■ WORK INSTRUCTIONS
Can you write out the listing below as a numbered list, leaving out any blank lines?

■ Object pointing dataset rows
..........
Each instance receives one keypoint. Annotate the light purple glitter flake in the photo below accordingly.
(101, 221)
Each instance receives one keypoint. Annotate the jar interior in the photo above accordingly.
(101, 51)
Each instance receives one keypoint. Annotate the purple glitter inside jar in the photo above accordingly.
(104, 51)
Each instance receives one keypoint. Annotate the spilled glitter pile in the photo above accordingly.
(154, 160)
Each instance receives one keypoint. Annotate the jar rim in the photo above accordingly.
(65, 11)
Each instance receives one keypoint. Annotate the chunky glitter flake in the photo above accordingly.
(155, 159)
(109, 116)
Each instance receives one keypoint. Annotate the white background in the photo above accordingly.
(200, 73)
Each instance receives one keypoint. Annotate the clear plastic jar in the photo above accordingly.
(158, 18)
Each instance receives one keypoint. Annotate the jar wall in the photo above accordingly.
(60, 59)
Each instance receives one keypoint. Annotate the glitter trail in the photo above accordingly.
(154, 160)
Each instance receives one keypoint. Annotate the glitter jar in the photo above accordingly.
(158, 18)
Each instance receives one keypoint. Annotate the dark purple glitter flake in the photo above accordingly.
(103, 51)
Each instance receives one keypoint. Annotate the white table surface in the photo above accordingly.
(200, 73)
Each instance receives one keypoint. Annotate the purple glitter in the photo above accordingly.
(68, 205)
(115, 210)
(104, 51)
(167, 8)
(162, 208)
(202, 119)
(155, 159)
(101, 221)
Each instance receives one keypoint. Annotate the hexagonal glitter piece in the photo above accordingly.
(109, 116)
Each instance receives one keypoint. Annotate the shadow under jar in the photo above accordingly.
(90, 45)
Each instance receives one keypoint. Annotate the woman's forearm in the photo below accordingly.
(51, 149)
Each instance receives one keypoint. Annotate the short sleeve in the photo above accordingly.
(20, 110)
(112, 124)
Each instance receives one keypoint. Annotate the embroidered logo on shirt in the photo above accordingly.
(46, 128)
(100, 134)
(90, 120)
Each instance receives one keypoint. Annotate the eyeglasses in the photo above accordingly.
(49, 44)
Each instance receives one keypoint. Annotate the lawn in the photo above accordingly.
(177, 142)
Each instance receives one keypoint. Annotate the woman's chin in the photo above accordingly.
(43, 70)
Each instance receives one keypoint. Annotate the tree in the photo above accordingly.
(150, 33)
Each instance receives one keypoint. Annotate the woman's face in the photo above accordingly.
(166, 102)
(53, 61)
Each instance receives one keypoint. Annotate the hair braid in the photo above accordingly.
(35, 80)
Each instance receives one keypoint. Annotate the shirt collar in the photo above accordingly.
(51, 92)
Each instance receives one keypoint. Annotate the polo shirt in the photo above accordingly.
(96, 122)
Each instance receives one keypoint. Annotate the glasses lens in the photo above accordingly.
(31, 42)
..........
■ SOLVED PROBLEM
1. Each instance receives one keypoint. Annotate the light purple glitter flake in the photo below accordingly.
2. (101, 221)
3. Each instance receives one keypoint. Annotate the jar interior in the photo above accordingly.
4. (101, 51)
5. Each instance receives one keypoint. Annotate the purple glitter inside jar in the photo above accordingly.
6. (104, 51)
7. Each instance receives one keypoint. Annotate the spilled glitter pile in the photo above accordingly.
8. (154, 160)
9. Each instance receives one keypoint. Annotate the jar rim in the photo above accordingly.
10. (65, 11)
11. Each instance receives one keypoint. Annotate the chunky glitter flake in the photo above accordingly.
12. (155, 159)
13. (109, 116)
14. Each instance receives one keypoint. Annotate the white background in the photo above accordingly.
15. (200, 73)
16. Each instance receives one keypoint. Annotate the clear plastic jar in the photo above accordingly.
17. (158, 18)
18. Each instance receives one keypoint. Annotate the jar wall in the photo above accordingly.
19. (60, 59)
20. Each instance receives one keypoint. Annotate the glitter trail in the photo above accordingly.
21. (154, 160)
22. Each instance receives one keypoint. Annotate the glitter jar in the photo above accordingly.
23. (158, 18)
24. Each instance receives one keypoint. Annotate the dark purple glitter flake in the photo above accordingly.
25. (103, 51)
26. Each instance receives one keypoint. Annotate the white table surface in the photo above accordingly.
27. (200, 73)
28. Each instance receives one keypoint. Annotate the purple glitter in the photo above accordingly.
29. (68, 205)
30. (115, 210)
31. (104, 51)
32. (167, 8)
33. (162, 208)
34. (202, 119)
35. (155, 159)
36. (101, 221)
37. Each instance receives one keypoint. Annotate the hexagonal glitter piece in the photo above accordingly.
38. (109, 116)
39. Each instance receives one keypoint. Annotate the shadow under jar in the photo above accordingly.
40. (90, 45)
41. Each instance receives one keypoint. Annotate the woman's forearm in the photo below accordingly.
42. (51, 149)
43. Each instance receives one keypoint. Annotate the short sleeve in the photo above accordingly.
44. (20, 110)
45. (112, 124)
46. Each instance receives one keypoint. Annotate the embroidered logo on shirt in the photo above accordingly.
47. (46, 128)
48. (100, 134)
49. (90, 120)
50. Each instance receives one keypoint. Annotate the eyeglasses in the photo above accordingly.
51. (49, 44)
52. Each instance receives one keypoint. Annotate the lawn in the photo above accordingly.
53. (177, 142)
54. Each instance receives one keypoint. Annotate the woman's chin in the photo above accordingly.
55. (43, 70)
56. Each instance receives one keypoint. Annotate the tree in the photo above accordingly.
57. (150, 33)
58. Each instance receives one keypoint. Annotate the woman's face in the photo above accordingly.
59. (166, 102)
60. (53, 61)
61. Each instance receives one keypoint. Annotate the hair braid in the photo above accordingly.
62. (35, 80)
63. Each instance receives one keypoint. Annotate the shirt collar in the photo above accordingly.
64. (51, 92)
65. Each instance receives one keypoint. Annotate the polo shirt in the photo above accordingly.
66. (96, 122)
67. Each instance receives one keypoint. Annotate the glasses lens in the photo above accordingly.
68. (31, 42)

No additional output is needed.